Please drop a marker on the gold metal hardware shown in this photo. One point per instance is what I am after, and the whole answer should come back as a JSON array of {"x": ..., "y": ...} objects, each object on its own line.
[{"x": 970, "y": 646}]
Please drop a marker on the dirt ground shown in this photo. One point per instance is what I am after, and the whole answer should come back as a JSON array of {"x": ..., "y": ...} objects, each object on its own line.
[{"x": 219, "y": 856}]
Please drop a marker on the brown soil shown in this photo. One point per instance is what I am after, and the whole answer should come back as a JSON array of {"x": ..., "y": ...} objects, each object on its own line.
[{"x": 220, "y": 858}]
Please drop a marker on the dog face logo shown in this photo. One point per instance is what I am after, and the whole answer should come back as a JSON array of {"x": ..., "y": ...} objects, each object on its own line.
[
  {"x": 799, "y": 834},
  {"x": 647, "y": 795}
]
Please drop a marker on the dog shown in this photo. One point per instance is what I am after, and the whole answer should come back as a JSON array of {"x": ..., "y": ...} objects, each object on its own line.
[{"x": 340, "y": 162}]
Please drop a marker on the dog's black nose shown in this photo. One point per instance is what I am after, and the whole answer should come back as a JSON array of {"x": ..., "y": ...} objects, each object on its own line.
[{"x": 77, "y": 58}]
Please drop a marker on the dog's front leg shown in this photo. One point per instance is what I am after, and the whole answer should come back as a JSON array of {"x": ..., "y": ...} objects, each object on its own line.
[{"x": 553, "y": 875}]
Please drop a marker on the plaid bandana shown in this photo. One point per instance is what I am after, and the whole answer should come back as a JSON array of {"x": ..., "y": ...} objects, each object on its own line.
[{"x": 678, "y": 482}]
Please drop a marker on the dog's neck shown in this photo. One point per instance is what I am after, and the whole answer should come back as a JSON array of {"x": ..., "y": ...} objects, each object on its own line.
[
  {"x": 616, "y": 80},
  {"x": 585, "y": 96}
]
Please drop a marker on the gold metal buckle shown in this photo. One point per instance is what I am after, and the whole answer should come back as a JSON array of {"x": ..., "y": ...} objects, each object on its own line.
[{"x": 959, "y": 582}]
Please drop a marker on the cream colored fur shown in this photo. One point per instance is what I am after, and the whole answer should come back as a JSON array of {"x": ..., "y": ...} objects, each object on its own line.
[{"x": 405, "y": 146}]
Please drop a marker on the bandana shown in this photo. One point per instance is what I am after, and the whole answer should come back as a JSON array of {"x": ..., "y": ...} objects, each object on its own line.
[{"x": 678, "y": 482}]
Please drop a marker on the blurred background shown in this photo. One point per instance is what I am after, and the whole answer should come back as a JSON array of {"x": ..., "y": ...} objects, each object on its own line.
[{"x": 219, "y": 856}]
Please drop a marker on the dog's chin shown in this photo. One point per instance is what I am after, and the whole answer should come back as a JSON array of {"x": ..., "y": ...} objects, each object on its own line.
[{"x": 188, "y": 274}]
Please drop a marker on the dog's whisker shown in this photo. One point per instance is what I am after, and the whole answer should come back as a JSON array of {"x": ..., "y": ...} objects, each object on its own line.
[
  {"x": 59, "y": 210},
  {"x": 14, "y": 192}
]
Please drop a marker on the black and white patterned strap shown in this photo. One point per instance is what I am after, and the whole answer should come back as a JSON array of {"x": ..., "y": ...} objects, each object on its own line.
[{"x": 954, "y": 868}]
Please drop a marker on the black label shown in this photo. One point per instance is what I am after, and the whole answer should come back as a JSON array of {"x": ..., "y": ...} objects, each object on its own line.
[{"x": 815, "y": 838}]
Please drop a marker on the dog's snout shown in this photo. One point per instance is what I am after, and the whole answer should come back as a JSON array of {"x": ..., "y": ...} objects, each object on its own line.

> **Your objective**:
Your task is to repeat the data exactly; please include every line.

> **Result for this task**:
Please drop a marker on the gold metal hardware shown in this photo. One point per instance is what I am after, and the whole answer should come back as a JSON array of {"x": ..., "y": ...} objects, each object on its own line.
[{"x": 970, "y": 646}]
Please drop a marker on the dirt ground shown in this photo. One point per instance is what I am after, and the whole answer should come back as a JSON array of {"x": ..., "y": ...} objects, each object on its own line.
[{"x": 219, "y": 856}]
Please drop a marker on the brown soil shown in this photo. One point per instance is what I am after, and the whole answer should come back as a JSON array of {"x": ..., "y": ...} objects, each object on its own line.
[{"x": 220, "y": 858}]
Please drop a marker on the dog face logo shown in this photo. One point per instance is what I am after, and the whole answer should come back as a JSON array of {"x": ..., "y": ...} objects, each object on its own line.
[
  {"x": 799, "y": 834},
  {"x": 647, "y": 795}
]
Please drop a marker on the dog shown in this photo. One point per instance is what I am after, and the whole answer should come back as a JSON array of {"x": ..., "y": ...} objects, each object on its own line.
[{"x": 340, "y": 162}]
Please drop a marker on the dog's black nose shown in this photo. One point per instance is what I am after, and the whole answer should come back as a JSON array of {"x": ..., "y": ...} objects, each object on its own line.
[{"x": 77, "y": 58}]
Please drop a marker on the dog's front leg shown in this photo. One point per instance is what I am after, and the whole answer should come back as a JSON array of {"x": ..., "y": ...} objects, each object on its own line.
[{"x": 553, "y": 875}]
Please drop a marker on the plaid bandana shown in this photo. One point per instance is what I am after, and the whole answer should come back as a JSON array of {"x": ..., "y": ...} objects, each object on its own line.
[{"x": 678, "y": 482}]
Please drop a marker on the dog's neck shown in this photo. One point per instance is what I am after, and the whole answer should come back as a JSON array of {"x": ..., "y": ...} objects, each object on its own line.
[
  {"x": 616, "y": 80},
  {"x": 585, "y": 96}
]
Please drop a marker on the gold metal buckle shown in this photo. One point per instance is what I am after, and the whole answer should come back as a JSON array of {"x": ..., "y": ...} objects, each object on its own line.
[{"x": 959, "y": 582}]
Please drop a marker on the cream colored fur shown in this photo. One point per instance is what I am after, and the whole answer should come back as a JSON array of {"x": ..., "y": ...} objects, each object on its own line.
[{"x": 405, "y": 146}]
Please drop a marker on the bandana shown in this photo. One point per instance is what I am after, and the whole answer should come back as a JSON array of {"x": ..., "y": ...} objects, each object on its own line.
[{"x": 678, "y": 482}]
Please drop a marker on the blurred background shown in this photo. One point per instance is what I am after, and the whole answer should come back as a JSON array of {"x": ..., "y": ...} objects, each object on its own line.
[{"x": 219, "y": 856}]
Please drop a marker on the dog's chin shown in this photo. One point per instance is what I am after, and the whole answer should come back as a JSON array of {"x": ..., "y": ...} objects, each object on its own line.
[{"x": 188, "y": 274}]
Please drop a marker on the dog's whisker shown in this photo. One point per instance is what I am after, and the whole answer should come back as a JSON array of {"x": ..., "y": ...} objects, each object on its own line.
[
  {"x": 59, "y": 210},
  {"x": 14, "y": 192}
]
Please drop a marker on the black and white patterned strap shown in this photo. One point per instance is what I am after, and the whole answer should come back as a JSON array of {"x": ..., "y": ...} objects, each object on its own line.
[{"x": 954, "y": 868}]
Please drop a marker on the black label shown in this photo. One point per instance is what I am after, and the whole answer should come back as a JSON array of {"x": ..., "y": ...} objects, each object on its own line.
[{"x": 815, "y": 838}]
Please drop a marker on the dog's snout shown in this photo. One point per instance is what I am after, and the whole answer should come back as a JSON array of {"x": ..., "y": ...} objects, each object on its own line.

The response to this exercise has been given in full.